BEGIN TASK DATA
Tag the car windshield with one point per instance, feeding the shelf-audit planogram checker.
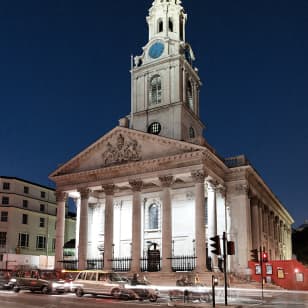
(115, 277)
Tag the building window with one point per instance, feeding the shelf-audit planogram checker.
(4, 216)
(189, 95)
(191, 133)
(24, 219)
(155, 90)
(23, 240)
(42, 207)
(25, 204)
(6, 186)
(154, 128)
(40, 242)
(160, 26)
(170, 25)
(153, 216)
(2, 239)
(5, 200)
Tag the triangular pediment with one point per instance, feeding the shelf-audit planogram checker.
(123, 146)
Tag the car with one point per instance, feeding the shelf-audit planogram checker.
(5, 277)
(38, 281)
(142, 288)
(101, 282)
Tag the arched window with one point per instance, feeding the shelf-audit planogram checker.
(191, 133)
(170, 25)
(155, 90)
(160, 26)
(153, 216)
(189, 95)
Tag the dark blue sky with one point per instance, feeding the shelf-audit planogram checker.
(65, 82)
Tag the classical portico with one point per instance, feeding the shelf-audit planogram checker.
(153, 186)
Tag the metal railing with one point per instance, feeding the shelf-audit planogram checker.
(121, 264)
(95, 263)
(185, 263)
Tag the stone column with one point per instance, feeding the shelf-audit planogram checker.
(77, 203)
(108, 233)
(198, 177)
(166, 182)
(136, 225)
(212, 217)
(261, 224)
(255, 226)
(60, 228)
(83, 229)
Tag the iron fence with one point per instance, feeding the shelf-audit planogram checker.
(183, 263)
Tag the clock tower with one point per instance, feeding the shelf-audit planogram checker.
(165, 84)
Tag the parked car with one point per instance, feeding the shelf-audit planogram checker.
(142, 288)
(38, 280)
(99, 282)
(5, 277)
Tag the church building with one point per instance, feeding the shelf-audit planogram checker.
(153, 186)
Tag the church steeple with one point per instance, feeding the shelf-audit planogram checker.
(167, 19)
(165, 84)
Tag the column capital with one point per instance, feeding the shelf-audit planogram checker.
(84, 193)
(61, 196)
(198, 176)
(108, 189)
(136, 185)
(212, 185)
(166, 180)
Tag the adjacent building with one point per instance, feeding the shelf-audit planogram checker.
(153, 183)
(28, 223)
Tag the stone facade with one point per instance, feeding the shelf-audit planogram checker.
END TASK DATA
OBJECTIVE> Emit verbatim the lines running from the one with "Tag the church building" through the last line of the data, both endpoints inclusive.

WRITTEN RESPONSE>
Tag the church building with one point per instance, feeding the shelf-audit planogram checker.
(153, 186)
Tag the church steeple with one point per instance, feeding the shelf-audit planogram checker.
(167, 19)
(165, 84)
Tag the column capital with one point per instance, feeding the shelf-audit planogram checker.
(84, 193)
(61, 196)
(198, 176)
(108, 189)
(136, 185)
(212, 185)
(166, 180)
Tag the adjacent building with one point per instance, feeding the shelf-audit planogram checker.
(153, 183)
(28, 223)
Tag the stone facade with one point per instance, feeding the shelf-audit planogram checker.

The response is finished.